> [What this task involves]:
Rewrite the rows from the one containing "of the streaked" through the last row, both ends included. Keep every request line unchanged, and offset each coordinate in the answers by -81.
━━━━━ Information given ━━━━━
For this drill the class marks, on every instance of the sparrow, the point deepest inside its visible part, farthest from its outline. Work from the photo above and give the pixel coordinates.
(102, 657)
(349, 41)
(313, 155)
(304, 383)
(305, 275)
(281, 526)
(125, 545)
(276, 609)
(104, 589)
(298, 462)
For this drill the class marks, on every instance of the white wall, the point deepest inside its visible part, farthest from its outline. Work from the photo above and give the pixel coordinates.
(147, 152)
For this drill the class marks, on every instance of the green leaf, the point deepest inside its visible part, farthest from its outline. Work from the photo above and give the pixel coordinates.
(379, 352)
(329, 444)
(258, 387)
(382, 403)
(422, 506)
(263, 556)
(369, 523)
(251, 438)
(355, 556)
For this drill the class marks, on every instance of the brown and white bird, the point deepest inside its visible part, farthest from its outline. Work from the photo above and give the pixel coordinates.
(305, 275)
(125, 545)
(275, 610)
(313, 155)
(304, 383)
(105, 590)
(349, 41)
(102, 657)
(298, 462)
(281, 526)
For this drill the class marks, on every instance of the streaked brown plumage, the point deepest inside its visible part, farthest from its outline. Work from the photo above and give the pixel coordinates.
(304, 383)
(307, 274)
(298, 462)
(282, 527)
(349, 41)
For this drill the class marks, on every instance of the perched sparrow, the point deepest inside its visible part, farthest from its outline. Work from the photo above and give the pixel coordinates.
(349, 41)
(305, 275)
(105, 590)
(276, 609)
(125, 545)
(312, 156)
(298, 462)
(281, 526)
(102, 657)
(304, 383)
━━━━━
> [Result of this exercise]:
For this drill the class marks, on every instance of the streaked brown plumage, the point deepest inside its visible part, farthest from its outline. Work from the photo above and give the pixel coordinates.
(223, 302)
(226, 193)
(217, 381)
(201, 446)
(268, -40)
For this drill the class marks, on every instance of the perched sparrow, the point deepest inside its visible part, farthest from its outline. Work from the photo above and give the pixel coordinates.
(268, -40)
(224, 194)
(24, 509)
(195, 528)
(44, 464)
(231, 75)
(217, 381)
(200, 445)
(21, 576)
(223, 302)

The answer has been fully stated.